* _What you need to do_:
Whichever lines include the word "building", copy them as they appear in the data.

* _Input_:
★ ★ ★ ★
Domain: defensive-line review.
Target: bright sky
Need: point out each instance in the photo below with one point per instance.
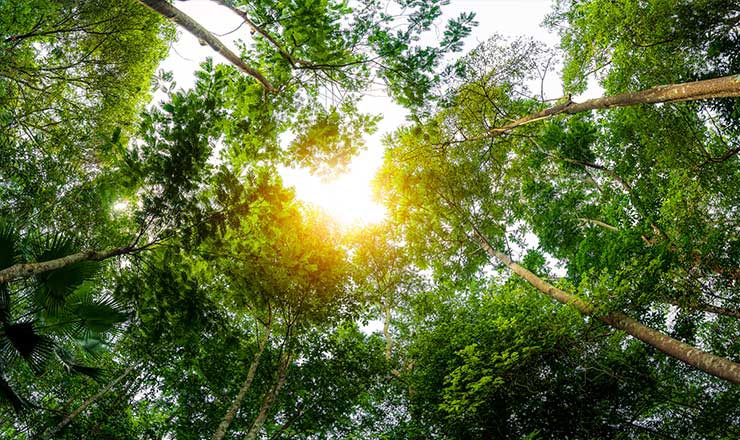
(348, 198)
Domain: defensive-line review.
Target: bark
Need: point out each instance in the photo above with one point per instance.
(724, 87)
(707, 362)
(25, 270)
(231, 413)
(252, 25)
(270, 398)
(703, 307)
(165, 9)
(387, 332)
(71, 416)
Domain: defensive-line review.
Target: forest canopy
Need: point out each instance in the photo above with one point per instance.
(547, 269)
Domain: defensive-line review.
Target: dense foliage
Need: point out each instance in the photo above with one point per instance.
(572, 274)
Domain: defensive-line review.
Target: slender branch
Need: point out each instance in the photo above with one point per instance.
(711, 364)
(723, 87)
(293, 61)
(94, 398)
(25, 270)
(236, 403)
(165, 9)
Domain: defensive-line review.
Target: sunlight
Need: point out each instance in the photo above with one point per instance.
(348, 198)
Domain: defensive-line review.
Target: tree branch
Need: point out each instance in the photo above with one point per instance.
(165, 9)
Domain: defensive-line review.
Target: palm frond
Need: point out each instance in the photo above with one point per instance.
(8, 395)
(54, 287)
(5, 315)
(73, 366)
(99, 315)
(22, 339)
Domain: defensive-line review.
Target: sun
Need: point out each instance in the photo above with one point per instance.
(348, 198)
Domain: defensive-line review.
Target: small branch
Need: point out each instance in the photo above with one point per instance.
(165, 9)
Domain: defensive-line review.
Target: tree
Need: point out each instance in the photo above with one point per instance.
(465, 193)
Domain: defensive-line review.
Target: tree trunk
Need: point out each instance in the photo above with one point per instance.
(165, 9)
(231, 413)
(387, 332)
(25, 270)
(293, 62)
(67, 420)
(270, 398)
(707, 362)
(724, 87)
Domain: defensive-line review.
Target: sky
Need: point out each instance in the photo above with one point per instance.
(348, 197)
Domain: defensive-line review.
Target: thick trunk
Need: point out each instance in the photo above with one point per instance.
(702, 307)
(724, 87)
(164, 8)
(231, 413)
(71, 416)
(707, 362)
(270, 398)
(25, 270)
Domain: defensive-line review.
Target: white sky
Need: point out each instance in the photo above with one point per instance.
(349, 197)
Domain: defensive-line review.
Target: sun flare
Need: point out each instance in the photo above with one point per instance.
(348, 198)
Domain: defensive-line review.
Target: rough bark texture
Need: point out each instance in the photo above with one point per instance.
(270, 398)
(25, 270)
(707, 362)
(717, 310)
(724, 87)
(231, 413)
(67, 420)
(387, 332)
(167, 10)
(252, 25)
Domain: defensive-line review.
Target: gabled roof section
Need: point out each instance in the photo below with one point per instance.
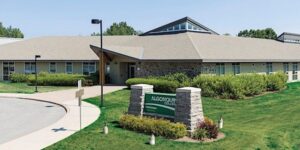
(182, 25)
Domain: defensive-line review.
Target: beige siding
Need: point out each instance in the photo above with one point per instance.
(1, 70)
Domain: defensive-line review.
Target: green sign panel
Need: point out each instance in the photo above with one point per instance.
(159, 104)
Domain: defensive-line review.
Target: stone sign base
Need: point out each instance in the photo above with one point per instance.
(188, 104)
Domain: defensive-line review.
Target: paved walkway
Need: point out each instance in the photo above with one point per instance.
(66, 126)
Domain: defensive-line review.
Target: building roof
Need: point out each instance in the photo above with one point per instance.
(191, 46)
(188, 46)
(50, 48)
(185, 24)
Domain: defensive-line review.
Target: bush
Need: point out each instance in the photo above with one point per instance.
(276, 81)
(199, 134)
(210, 127)
(159, 85)
(18, 77)
(59, 79)
(253, 84)
(159, 127)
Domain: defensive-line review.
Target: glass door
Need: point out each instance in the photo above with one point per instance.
(8, 69)
(131, 71)
(295, 71)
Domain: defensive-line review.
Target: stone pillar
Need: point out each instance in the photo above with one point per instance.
(137, 97)
(188, 108)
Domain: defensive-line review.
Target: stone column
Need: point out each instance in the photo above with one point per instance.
(290, 76)
(137, 97)
(188, 109)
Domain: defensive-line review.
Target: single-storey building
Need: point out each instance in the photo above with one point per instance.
(180, 46)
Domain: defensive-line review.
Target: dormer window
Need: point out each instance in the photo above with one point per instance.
(182, 25)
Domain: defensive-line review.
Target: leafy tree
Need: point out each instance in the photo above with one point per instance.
(120, 28)
(10, 32)
(267, 33)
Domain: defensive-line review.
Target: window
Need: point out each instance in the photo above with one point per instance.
(190, 26)
(220, 69)
(295, 69)
(176, 27)
(88, 68)
(236, 68)
(183, 26)
(69, 67)
(29, 67)
(285, 67)
(52, 67)
(269, 68)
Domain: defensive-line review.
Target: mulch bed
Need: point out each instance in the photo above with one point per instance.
(205, 140)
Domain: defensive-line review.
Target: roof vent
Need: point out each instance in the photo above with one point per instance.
(289, 38)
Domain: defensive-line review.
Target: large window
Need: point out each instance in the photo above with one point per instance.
(88, 68)
(29, 68)
(269, 68)
(236, 68)
(69, 67)
(220, 69)
(285, 67)
(52, 67)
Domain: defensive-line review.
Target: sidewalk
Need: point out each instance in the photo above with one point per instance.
(67, 125)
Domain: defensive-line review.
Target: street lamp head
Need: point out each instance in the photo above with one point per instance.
(96, 21)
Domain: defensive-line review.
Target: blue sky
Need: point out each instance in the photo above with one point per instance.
(72, 17)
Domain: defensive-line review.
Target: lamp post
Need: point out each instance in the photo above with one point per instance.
(99, 21)
(35, 66)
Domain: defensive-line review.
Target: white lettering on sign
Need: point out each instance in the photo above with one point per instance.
(166, 100)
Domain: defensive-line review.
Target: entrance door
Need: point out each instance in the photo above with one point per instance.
★ ★ ★ ★
* _Completed task_:
Target: building roof
Target: single-storey building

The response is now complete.